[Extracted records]

○ ○ ○ ○ ○

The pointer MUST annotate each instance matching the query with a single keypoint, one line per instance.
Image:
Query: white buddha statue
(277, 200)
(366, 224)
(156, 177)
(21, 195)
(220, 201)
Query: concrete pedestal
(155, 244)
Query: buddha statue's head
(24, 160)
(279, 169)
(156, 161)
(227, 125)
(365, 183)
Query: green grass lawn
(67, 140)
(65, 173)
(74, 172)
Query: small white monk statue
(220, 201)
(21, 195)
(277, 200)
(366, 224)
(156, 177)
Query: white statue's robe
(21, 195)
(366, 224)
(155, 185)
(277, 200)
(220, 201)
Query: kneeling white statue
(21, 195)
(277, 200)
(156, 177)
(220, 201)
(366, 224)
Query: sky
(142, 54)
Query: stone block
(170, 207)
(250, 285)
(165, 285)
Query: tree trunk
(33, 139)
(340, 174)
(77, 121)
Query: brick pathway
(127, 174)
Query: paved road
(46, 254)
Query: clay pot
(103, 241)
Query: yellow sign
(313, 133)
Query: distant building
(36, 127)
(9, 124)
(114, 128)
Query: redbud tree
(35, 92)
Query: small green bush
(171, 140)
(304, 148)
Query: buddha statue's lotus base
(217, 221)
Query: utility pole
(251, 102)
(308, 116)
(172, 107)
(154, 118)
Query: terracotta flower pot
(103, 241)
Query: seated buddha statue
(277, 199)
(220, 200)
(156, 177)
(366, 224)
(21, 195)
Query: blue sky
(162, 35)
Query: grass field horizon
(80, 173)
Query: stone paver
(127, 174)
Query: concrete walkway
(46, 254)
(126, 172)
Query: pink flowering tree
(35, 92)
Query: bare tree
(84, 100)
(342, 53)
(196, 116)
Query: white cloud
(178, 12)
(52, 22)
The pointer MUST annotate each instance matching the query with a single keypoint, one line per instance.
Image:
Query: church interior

○ ○ ○ ○ ○

Quote verbatim the line containing "Query: white cloud" and every line after it through the end of the records above.

# THE COMPLETED TASK
Query: white cloud
(178, 12)
(52, 22)
The pointer MUST annotate each instance matching the query with a single keypoint, one line per instance.
Image:
Query: church interior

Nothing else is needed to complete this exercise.